Extracted records
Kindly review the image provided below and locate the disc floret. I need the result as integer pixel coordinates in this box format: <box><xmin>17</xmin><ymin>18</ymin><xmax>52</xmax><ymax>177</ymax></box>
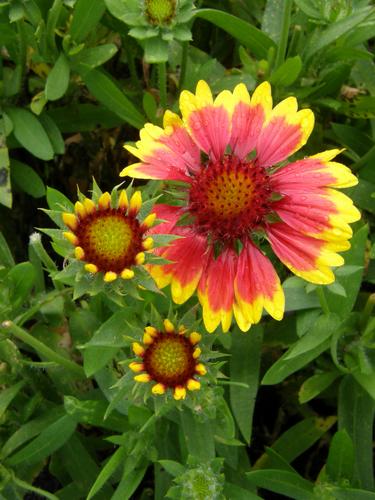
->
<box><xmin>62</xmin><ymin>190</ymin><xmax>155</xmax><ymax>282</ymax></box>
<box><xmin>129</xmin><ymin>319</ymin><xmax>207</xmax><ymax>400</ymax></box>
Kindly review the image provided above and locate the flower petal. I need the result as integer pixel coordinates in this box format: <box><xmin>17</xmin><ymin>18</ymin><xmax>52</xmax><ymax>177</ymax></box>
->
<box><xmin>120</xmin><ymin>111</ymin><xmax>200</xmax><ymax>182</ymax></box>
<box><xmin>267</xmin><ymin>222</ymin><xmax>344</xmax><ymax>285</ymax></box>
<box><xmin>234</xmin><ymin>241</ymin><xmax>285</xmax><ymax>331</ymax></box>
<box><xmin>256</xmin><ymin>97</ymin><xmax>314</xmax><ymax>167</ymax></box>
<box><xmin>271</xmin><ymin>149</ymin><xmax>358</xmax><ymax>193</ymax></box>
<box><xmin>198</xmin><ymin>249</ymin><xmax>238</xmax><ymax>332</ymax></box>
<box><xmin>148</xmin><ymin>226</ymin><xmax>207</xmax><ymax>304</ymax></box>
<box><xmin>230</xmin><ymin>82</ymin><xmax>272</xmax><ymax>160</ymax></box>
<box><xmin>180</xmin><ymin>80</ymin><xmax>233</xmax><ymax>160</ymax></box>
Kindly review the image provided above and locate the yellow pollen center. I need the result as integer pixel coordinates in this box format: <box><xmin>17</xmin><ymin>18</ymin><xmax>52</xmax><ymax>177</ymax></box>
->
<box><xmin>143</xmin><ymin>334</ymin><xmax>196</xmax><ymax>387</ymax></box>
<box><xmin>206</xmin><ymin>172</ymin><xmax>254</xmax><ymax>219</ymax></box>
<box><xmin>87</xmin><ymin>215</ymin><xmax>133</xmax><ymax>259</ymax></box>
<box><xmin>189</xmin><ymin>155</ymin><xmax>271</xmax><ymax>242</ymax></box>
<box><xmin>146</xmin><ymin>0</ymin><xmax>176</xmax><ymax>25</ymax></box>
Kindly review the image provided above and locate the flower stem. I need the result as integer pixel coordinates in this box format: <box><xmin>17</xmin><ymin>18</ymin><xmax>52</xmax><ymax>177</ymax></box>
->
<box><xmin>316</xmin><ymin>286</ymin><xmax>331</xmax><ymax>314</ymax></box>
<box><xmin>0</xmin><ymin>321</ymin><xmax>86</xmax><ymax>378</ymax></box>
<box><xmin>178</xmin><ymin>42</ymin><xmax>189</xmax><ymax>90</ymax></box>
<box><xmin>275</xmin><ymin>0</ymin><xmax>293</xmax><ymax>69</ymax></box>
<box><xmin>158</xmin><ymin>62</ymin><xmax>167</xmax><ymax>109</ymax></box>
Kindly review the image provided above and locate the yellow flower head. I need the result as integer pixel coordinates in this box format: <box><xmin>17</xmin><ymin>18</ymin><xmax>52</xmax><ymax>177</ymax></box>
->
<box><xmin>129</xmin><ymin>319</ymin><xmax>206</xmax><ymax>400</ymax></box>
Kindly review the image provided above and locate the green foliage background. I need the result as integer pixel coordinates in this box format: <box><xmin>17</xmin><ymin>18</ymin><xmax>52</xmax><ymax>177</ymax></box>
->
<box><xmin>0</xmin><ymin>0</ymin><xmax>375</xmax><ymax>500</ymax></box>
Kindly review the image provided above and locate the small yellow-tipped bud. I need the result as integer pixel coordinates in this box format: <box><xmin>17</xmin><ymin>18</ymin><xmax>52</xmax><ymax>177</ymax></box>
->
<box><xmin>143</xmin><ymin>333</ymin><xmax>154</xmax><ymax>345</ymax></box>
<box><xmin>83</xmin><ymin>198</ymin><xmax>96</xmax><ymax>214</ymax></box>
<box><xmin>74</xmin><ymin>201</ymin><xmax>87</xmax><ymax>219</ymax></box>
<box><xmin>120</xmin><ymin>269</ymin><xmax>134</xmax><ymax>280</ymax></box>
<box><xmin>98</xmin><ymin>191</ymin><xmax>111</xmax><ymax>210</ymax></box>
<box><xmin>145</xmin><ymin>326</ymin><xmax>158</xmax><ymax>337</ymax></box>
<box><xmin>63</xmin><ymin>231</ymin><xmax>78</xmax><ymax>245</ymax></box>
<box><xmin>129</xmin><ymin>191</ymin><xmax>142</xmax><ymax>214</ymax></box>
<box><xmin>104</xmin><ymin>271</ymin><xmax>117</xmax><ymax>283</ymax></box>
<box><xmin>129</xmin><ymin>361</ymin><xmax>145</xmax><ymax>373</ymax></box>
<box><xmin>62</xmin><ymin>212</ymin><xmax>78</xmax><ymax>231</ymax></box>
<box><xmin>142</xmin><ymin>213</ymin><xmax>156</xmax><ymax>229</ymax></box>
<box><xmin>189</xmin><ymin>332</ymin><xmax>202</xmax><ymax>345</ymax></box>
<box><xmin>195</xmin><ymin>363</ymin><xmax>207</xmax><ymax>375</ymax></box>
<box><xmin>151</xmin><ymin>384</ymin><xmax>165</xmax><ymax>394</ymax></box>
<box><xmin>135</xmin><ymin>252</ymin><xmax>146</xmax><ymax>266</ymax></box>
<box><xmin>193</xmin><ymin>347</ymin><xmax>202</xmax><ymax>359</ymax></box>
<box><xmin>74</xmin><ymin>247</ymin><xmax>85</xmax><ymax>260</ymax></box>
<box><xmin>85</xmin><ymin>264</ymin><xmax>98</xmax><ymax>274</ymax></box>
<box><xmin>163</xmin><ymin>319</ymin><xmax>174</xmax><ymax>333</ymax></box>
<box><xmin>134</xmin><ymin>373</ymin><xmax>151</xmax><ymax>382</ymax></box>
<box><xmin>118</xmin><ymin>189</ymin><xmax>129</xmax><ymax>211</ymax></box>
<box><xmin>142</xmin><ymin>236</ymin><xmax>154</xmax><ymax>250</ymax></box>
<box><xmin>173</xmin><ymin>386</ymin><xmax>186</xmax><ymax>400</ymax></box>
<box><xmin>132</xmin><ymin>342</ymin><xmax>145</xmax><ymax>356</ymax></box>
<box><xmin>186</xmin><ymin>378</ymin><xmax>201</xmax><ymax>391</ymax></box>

---

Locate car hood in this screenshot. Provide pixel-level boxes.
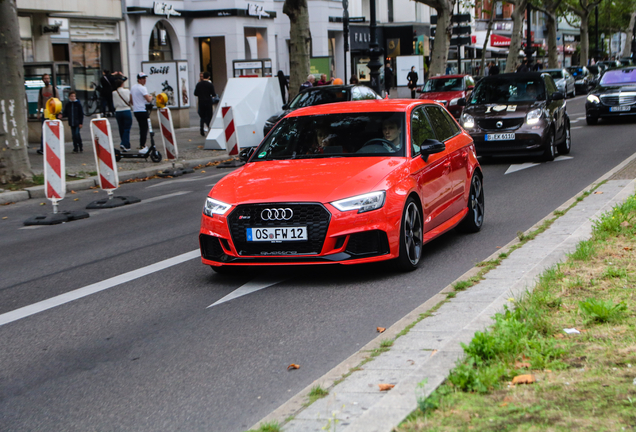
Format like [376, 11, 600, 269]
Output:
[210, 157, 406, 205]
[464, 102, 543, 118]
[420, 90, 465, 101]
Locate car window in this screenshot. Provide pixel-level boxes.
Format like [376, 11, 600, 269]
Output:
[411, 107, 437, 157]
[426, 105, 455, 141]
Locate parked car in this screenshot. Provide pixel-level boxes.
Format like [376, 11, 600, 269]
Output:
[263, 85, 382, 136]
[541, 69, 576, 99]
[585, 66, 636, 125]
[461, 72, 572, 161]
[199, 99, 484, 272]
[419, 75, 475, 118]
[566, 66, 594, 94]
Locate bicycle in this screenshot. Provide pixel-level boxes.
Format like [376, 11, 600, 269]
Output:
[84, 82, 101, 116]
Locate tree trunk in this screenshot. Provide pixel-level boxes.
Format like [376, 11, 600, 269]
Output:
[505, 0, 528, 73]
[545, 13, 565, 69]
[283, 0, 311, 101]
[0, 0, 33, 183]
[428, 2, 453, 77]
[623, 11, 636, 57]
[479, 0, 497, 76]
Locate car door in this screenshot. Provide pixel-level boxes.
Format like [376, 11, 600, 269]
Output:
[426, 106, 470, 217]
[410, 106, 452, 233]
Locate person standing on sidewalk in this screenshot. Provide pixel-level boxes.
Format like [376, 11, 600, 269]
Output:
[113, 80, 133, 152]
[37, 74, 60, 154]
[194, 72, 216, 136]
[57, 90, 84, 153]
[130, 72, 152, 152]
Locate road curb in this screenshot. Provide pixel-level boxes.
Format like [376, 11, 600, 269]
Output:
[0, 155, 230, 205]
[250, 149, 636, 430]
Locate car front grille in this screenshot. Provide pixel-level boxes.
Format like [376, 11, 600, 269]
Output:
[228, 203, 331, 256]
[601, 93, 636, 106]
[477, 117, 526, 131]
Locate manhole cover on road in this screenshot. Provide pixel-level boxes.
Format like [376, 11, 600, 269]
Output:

...

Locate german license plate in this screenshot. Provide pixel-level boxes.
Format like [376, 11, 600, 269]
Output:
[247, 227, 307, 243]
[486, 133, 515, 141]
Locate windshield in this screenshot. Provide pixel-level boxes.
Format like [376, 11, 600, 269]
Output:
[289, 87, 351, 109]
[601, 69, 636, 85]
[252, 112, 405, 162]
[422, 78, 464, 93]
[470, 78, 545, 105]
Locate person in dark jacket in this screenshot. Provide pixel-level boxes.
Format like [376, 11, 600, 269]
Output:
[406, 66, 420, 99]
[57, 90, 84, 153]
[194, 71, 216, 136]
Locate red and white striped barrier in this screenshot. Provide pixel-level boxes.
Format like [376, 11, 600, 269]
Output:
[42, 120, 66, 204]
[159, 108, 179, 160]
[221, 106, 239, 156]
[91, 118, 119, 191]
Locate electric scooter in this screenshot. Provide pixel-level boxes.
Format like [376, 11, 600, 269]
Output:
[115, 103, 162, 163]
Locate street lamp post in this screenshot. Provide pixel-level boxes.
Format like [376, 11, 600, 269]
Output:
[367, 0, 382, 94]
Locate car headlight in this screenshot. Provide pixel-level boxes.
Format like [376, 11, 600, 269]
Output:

Problem to work on ::
Report every line of the items above that contains the string "person", treating uppercase and lowercase as different.

Solution for this problem ::
Locate person standing on sidewalk in this screenshot. Provide pixel-level boxes.
Locate person in dark jacket in this screenshot. Provide pixel-level boxes.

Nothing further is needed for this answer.